# Atlanta Herf with CGAR Girl and Discdog...



## aracos (Mar 17, 2008)

Ok guys and gals... It's Herfing time...

Come on out and Herf with Discdog and CGAR Girl and others...

On the porch of Summits Wayside Tavern in Snellville. Right on hwy 78 (3334 hwy 78), easy to get to...

*Can I say 130 beers on tap and great food....*

http://www.summits-online.com/02_snellville/

Saturday the 26th from 5pm till ???


----------



## Sovereign (Jun 17, 2008)

Snellville? Ouch, that's a long way


----------



## aracos (Mar 17, 2008)

Not as far as you think...
About 20 miles from the Highland.
13 from 285...


----------



## awsmith4 (Jun 5, 2007)

Sovereign said:


> Snellville? Ouch, that's a long way


From Cobb County on a Saturday shouldn't be more than 45 mins


----------



## Sovereign (Jun 17, 2008)

awsmith4 said:


> From Cobb County on a Saturday shouldn't be more than 45 mins


True, but gas ain't cheap


----------



## aracos (Mar 17, 2008)

Looks like a few South Carolina BOTL's may make the trip for this...
__________________________________________________
• **Short exercise A**
In the Atlanta Herf thread, at what time does the Saturday gathering start?
• **Short exercise B**
Pick up the Atlanta Herf thread after its last post and write the next few replies.

• **Data lines**
__________________________________________________
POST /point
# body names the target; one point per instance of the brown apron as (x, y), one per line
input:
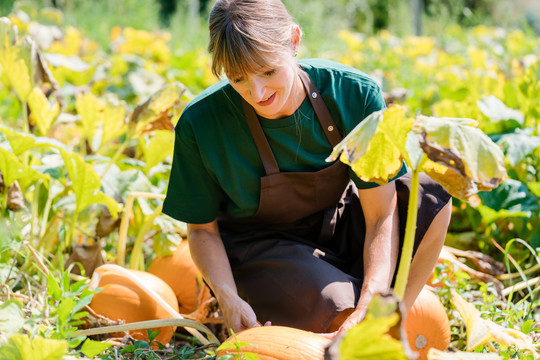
__________________________________________________
• **Expected answer A**
5pm

• **Expected answer B**
----------



## Sovereign (Jun 17, 2008)

So how many are actually showing up?


----------



## aracos (Mar 17, 2008)

Unfortunatly Sondra had something come up and didn't make it. 
A couple of others also had various reasons for not coming out. 
But in the end we still had fun and got to herf with Discdog, Jason, Sportscat, Mr. G, Brian Hewitt and his Wife, and another guy from another board... 
Brian and I were there till about 11:15 that night... :ss


----------



## The Old Boar (May 14, 2005)

I missed that one!  Well anyway, FULL MOON HERF on Aug. 16 is a go. CGAR Girl and Discdog, are you going to be there?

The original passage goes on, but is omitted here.